> YOUR GOAL: Whenever the word "chandelier" turns up in a line below, that line should be copied.

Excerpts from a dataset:
++++++++

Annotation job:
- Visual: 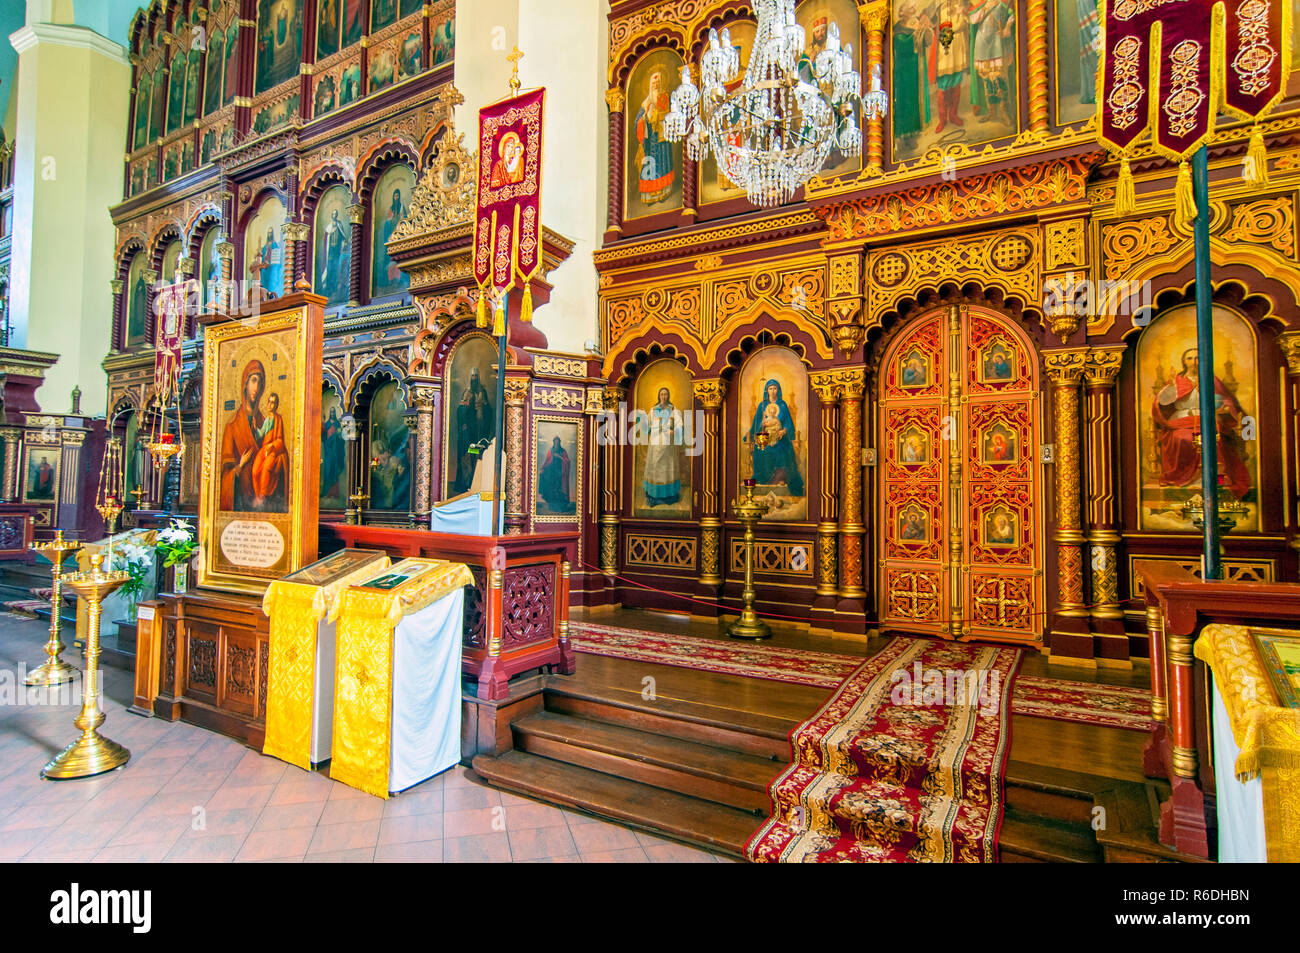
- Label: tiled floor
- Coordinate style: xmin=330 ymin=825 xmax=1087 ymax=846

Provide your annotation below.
xmin=0 ymin=614 xmax=729 ymax=863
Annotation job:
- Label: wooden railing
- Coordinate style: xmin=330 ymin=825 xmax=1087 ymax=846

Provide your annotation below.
xmin=1140 ymin=564 xmax=1300 ymax=859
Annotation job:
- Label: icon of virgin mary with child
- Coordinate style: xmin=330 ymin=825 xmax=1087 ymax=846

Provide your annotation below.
xmin=747 ymin=378 xmax=803 ymax=497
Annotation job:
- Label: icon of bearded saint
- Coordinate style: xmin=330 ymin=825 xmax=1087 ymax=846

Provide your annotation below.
xmin=489 ymin=131 xmax=526 ymax=188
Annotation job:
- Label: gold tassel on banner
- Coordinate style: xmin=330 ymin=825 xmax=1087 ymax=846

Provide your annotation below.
xmin=1174 ymin=161 xmax=1197 ymax=228
xmin=520 ymin=282 xmax=533 ymax=323
xmin=492 ymin=295 xmax=506 ymax=337
xmin=475 ymin=290 xmax=487 ymax=329
xmin=1245 ymin=125 xmax=1269 ymax=188
xmin=1115 ymin=155 xmax=1136 ymax=216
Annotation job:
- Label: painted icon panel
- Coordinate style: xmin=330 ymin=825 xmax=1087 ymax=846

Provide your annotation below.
xmin=370 ymin=163 xmax=414 ymax=298
xmin=1055 ymin=0 xmax=1100 ymax=124
xmin=889 ymin=0 xmax=1020 ymax=164
xmin=244 ymin=194 xmax=288 ymax=295
xmin=320 ymin=386 xmax=349 ymax=510
xmin=738 ymin=346 xmax=808 ymax=521
xmin=632 ymin=359 xmax=694 ymax=519
xmin=625 ymin=49 xmax=684 ymax=220
xmin=314 ymin=184 xmax=352 ymax=306
xmin=1137 ymin=304 xmax=1259 ymax=532
xmin=368 ymin=381 xmax=410 ymax=511
xmin=536 ymin=419 xmax=580 ymax=518
xmin=256 ymin=0 xmax=303 ymax=95
xmin=445 ymin=335 xmax=498 ymax=498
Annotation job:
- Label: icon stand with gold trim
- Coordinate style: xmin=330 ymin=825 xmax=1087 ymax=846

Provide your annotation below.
xmin=41 ymin=553 xmax=132 ymax=780
xmin=24 ymin=530 xmax=83 ymax=688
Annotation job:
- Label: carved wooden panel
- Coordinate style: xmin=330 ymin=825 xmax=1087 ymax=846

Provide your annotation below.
xmin=462 ymin=566 xmax=487 ymax=650
xmin=502 ymin=564 xmax=555 ymax=651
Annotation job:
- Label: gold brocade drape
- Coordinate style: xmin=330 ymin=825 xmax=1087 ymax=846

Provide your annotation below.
xmin=329 ymin=560 xmax=475 ymax=799
xmin=261 ymin=556 xmax=391 ymax=769
xmin=1195 ymin=624 xmax=1300 ymax=862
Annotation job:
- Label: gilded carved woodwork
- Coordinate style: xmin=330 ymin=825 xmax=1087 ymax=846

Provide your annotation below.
xmin=867 ymin=228 xmax=1040 ymax=330
xmin=626 ymin=534 xmax=696 ymax=571
xmin=728 ymin=539 xmax=815 ymax=576
xmin=1045 ymin=349 xmax=1089 ymax=618
xmin=1044 ymin=218 xmax=1088 ymax=271
xmin=836 ymin=367 xmax=867 ymax=601
xmin=1026 ymin=0 xmax=1049 ymax=134
xmin=1220 ymin=196 xmax=1297 ymax=260
xmin=1083 ymin=346 xmax=1126 ymax=622
xmin=821 ymin=155 xmax=1097 ymax=242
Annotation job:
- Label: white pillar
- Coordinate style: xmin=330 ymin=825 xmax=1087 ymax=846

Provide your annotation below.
xmin=8 ymin=18 xmax=128 ymax=416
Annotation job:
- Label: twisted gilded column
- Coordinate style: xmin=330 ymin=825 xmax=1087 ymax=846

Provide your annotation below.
xmin=504 ymin=377 xmax=529 ymax=536
xmin=346 ymin=203 xmax=365 ymax=307
xmin=837 ymin=368 xmax=867 ymax=602
xmin=1028 ymin=0 xmax=1049 ymax=134
xmin=604 ymin=88 xmax=625 ymax=240
xmin=600 ymin=385 xmax=625 ymax=574
xmin=860 ymin=1 xmax=888 ymax=175
xmin=217 ymin=239 xmax=234 ymax=313
xmin=284 ymin=222 xmax=311 ymax=294
xmin=693 ymin=379 xmax=726 ymax=588
xmin=1279 ymin=331 xmax=1300 ymax=565
xmin=109 ymin=279 xmax=125 ymax=351
xmin=1046 ymin=349 xmax=1090 ymax=620
xmin=1 ymin=429 xmax=21 ymax=502
xmin=809 ymin=372 xmax=843 ymax=601
xmin=410 ymin=383 xmax=437 ymax=528
xmin=1084 ymin=347 xmax=1126 ymax=625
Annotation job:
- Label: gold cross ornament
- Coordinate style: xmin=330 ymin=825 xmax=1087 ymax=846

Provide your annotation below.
xmin=507 ymin=46 xmax=523 ymax=94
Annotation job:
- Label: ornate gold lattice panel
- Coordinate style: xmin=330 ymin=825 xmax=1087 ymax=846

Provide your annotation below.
xmin=728 ymin=538 xmax=815 ymax=576
xmin=1129 ymin=555 xmax=1276 ymax=598
xmin=625 ymin=534 xmax=697 ymax=572
xmin=867 ymin=229 xmax=1040 ymax=329
xmin=1221 ymin=196 xmax=1296 ymax=260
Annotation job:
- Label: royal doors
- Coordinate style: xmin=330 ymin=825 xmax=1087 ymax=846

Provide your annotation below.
xmin=878 ymin=305 xmax=1043 ymax=644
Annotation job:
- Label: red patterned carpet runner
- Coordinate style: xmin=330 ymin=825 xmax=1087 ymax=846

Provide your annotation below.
xmin=569 ymin=621 xmax=1152 ymax=732
xmin=747 ymin=637 xmax=1021 ymax=862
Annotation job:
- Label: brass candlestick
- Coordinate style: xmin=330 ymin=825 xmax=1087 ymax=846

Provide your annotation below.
xmin=24 ymin=530 xmax=83 ymax=687
xmin=129 ymin=485 xmax=146 ymax=509
xmin=41 ymin=553 xmax=132 ymax=780
xmin=728 ymin=482 xmax=772 ymax=640
xmin=346 ymin=491 xmax=369 ymax=526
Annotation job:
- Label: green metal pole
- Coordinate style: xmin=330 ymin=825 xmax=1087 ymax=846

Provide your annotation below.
xmin=1191 ymin=145 xmax=1221 ymax=580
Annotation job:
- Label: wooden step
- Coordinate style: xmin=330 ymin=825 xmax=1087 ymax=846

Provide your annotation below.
xmin=998 ymin=809 xmax=1101 ymax=863
xmin=1004 ymin=759 xmax=1100 ymax=825
xmin=513 ymin=711 xmax=780 ymax=814
xmin=472 ymin=748 xmax=758 ymax=856
xmin=543 ymin=677 xmax=794 ymax=760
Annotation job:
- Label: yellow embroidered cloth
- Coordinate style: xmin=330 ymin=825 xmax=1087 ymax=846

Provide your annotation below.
xmin=329 ymin=558 xmax=475 ymax=799
xmin=260 ymin=551 xmax=391 ymax=770
xmin=1195 ymin=624 xmax=1300 ymax=862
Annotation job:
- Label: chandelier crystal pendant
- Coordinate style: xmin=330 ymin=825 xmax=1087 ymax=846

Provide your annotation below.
xmin=663 ymin=0 xmax=876 ymax=208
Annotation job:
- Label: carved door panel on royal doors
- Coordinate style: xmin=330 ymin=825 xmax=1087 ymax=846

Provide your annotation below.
xmin=878 ymin=306 xmax=1043 ymax=644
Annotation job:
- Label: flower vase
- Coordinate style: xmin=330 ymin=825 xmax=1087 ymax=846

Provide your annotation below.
xmin=125 ymin=596 xmax=139 ymax=623
xmin=174 ymin=560 xmax=189 ymax=595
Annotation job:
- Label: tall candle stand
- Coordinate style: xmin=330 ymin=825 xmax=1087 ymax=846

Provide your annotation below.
xmin=23 ymin=530 xmax=83 ymax=687
xmin=41 ymin=553 xmax=132 ymax=779
xmin=728 ymin=480 xmax=772 ymax=640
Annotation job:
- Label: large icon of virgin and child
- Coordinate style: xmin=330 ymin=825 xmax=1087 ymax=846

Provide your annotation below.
xmin=220 ymin=359 xmax=290 ymax=513
xmin=739 ymin=350 xmax=808 ymax=520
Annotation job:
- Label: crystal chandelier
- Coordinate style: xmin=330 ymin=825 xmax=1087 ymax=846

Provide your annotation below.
xmin=663 ymin=0 xmax=877 ymax=208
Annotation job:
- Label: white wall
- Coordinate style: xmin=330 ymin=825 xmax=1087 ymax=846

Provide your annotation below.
xmin=455 ymin=0 xmax=608 ymax=356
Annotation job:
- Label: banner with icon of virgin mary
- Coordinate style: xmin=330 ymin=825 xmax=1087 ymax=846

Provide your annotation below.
xmin=473 ymin=87 xmax=545 ymax=325
xmin=153 ymin=278 xmax=193 ymax=403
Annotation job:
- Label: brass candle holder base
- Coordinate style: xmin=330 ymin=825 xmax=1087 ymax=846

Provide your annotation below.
xmin=41 ymin=553 xmax=131 ymax=781
xmin=25 ymin=530 xmax=83 ymax=688
xmin=728 ymin=483 xmax=772 ymax=641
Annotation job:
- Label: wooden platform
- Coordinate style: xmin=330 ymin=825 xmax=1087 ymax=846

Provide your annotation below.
xmin=471 ymin=610 xmax=1203 ymax=863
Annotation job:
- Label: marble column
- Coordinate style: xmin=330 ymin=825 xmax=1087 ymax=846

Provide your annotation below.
xmin=600 ymin=385 xmax=625 ymax=575
xmin=1084 ymin=347 xmax=1126 ymax=632
xmin=1045 ymin=349 xmax=1090 ymax=632
xmin=346 ymin=203 xmax=365 ymax=307
xmin=693 ymin=379 xmax=726 ymax=590
xmin=809 ymin=372 xmax=843 ymax=604
xmin=504 ymin=377 xmax=529 ymax=535
xmin=860 ymin=1 xmax=888 ymax=175
xmin=410 ymin=382 xmax=437 ymax=529
xmin=837 ymin=368 xmax=867 ymax=604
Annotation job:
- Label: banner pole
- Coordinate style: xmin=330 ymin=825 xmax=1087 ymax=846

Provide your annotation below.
xmin=1191 ymin=144 xmax=1221 ymax=581
xmin=493 ymin=295 xmax=507 ymax=538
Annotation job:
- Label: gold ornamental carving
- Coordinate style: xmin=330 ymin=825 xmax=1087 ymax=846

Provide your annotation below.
xmin=1084 ymin=346 xmax=1126 ymax=386
xmin=1044 ymin=218 xmax=1087 ymax=270
xmin=692 ymin=378 xmax=726 ymax=409
xmin=867 ymin=229 xmax=1040 ymax=328
xmin=535 ymin=355 xmax=588 ymax=378
xmin=605 ymin=87 xmax=626 ymax=114
xmin=625 ymin=534 xmax=696 ymax=571
xmin=1278 ymin=330 xmax=1300 ymax=377
xmin=823 ymin=155 xmax=1096 ymax=242
xmin=1100 ymin=215 xmax=1178 ymax=281
xmin=533 ymin=386 xmax=585 ymax=410
xmin=504 ymin=378 xmax=529 ymax=406
xmin=389 ymin=133 xmax=476 ymax=245
xmin=1221 ymin=196 xmax=1296 ymax=260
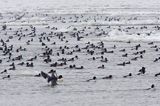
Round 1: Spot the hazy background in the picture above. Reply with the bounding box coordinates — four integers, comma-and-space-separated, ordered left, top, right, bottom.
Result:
1, 0, 160, 13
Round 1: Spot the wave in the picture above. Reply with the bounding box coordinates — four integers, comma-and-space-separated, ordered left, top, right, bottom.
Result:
101, 29, 160, 42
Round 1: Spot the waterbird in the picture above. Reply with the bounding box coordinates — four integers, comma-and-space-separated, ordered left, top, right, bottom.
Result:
146, 84, 155, 90
86, 76, 96, 82
123, 73, 132, 78
41, 70, 62, 86
102, 75, 112, 79
2, 75, 10, 79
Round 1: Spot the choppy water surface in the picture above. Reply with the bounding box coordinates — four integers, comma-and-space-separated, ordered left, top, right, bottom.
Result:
1, 0, 160, 106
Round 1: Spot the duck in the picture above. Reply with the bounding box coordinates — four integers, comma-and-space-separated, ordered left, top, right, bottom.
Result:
153, 58, 159, 62
150, 45, 157, 48
0, 69, 7, 74
125, 61, 131, 64
123, 73, 132, 78
86, 76, 96, 82
69, 65, 76, 69
41, 70, 59, 86
117, 62, 125, 66
26, 62, 34, 67
131, 57, 138, 61
137, 67, 145, 75
119, 49, 125, 52
102, 75, 112, 79
146, 84, 155, 90
8, 65, 15, 70
100, 58, 108, 62
2, 75, 10, 79
58, 75, 63, 79
155, 72, 160, 77
75, 66, 84, 69
17, 62, 25, 66
98, 64, 105, 69
122, 53, 128, 57
34, 73, 41, 77
9, 62, 15, 67
148, 42, 154, 45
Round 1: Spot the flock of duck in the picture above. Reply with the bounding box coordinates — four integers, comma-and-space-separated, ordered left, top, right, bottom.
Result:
0, 13, 160, 90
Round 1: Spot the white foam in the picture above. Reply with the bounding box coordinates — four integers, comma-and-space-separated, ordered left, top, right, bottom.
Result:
102, 29, 160, 42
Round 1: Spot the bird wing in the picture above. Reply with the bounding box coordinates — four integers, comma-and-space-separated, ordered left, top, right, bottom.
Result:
47, 76, 57, 83
41, 71, 50, 79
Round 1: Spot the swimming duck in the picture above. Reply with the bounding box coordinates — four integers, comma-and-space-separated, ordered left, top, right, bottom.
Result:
2, 75, 10, 79
86, 76, 96, 82
0, 69, 7, 74
123, 73, 132, 78
102, 75, 112, 79
146, 84, 155, 90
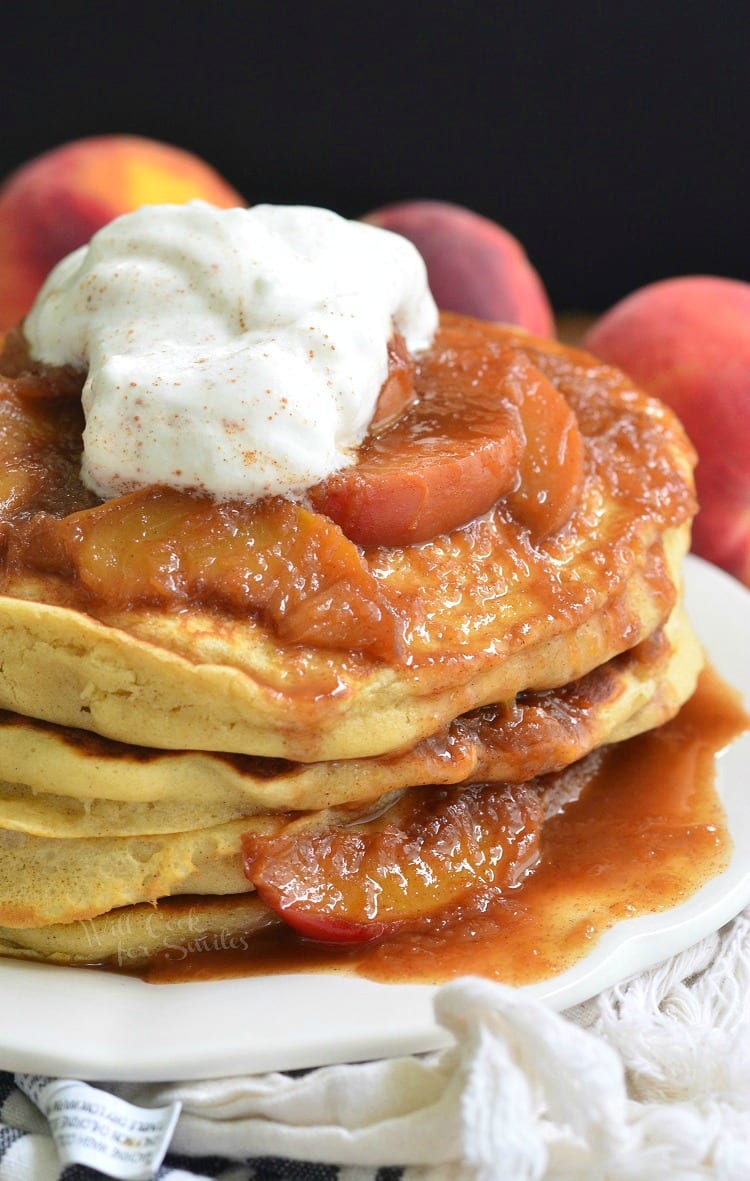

++++++++

> TASK ANSWER:
- Label: chandelier crystal pendant
- Label: crystal chandelier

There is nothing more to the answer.